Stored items
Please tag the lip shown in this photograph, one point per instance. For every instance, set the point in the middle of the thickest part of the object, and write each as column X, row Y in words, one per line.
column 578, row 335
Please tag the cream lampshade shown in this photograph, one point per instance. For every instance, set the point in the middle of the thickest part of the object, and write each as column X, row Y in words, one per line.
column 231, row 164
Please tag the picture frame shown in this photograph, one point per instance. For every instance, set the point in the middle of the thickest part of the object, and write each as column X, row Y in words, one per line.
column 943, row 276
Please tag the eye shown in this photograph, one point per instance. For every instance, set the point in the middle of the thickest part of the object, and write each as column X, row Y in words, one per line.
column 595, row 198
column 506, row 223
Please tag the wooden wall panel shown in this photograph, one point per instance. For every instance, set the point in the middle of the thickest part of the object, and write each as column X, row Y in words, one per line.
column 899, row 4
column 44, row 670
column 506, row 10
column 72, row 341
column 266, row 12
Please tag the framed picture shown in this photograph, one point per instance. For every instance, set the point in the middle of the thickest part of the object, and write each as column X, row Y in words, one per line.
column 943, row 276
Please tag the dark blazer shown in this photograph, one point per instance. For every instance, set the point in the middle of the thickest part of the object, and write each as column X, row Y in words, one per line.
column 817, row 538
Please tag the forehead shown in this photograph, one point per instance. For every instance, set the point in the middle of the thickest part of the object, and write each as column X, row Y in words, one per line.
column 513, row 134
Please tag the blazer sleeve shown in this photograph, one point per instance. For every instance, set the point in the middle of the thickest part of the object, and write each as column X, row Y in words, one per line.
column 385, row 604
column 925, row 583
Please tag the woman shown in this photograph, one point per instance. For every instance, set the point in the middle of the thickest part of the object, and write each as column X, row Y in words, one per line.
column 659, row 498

(Directions): The "Please tag the wooden" line through the last line above: set these down exactly and add nothing else.

(Final answer):
Please tag the wooden wall panel shown in this photograph, one point per instance. For every instance, set the point in the middle of the thickest part of the object, and write each as column X, row Y in words, one per line.
column 899, row 4
column 44, row 670
column 506, row 10
column 72, row 341
column 266, row 12
Please tag the framed picture shown in this photograph, one point per instance. For every instance, set the point in the middle of the thickest part of the object, and write each as column X, row Y in words, one per line.
column 943, row 276
Please tag the dark blazer shown in this photograph, one point per instance. For every instance, set the point in the middle of the thickest part of the object, and write each as column X, row Y in words, one per line.
column 817, row 538
Please tag the forehead shown in this photograph, one point per instance. For every instance, set the point in the middle of the thickest part of the object, and write each as column X, row Y in words, one per line.
column 513, row 134
Please tag the blazer sleeve shown in this photograph, one point per instance. For every instance, set the point in the middle of the thickest part of the object, and write each as column X, row Y in words, one per line.
column 385, row 604
column 925, row 583
Please tag the woman shown in this photograph, one point per instance. For every instance, set the point in the middle of the thickest part of the object, and write each as column X, row Y in words, one per line.
column 659, row 498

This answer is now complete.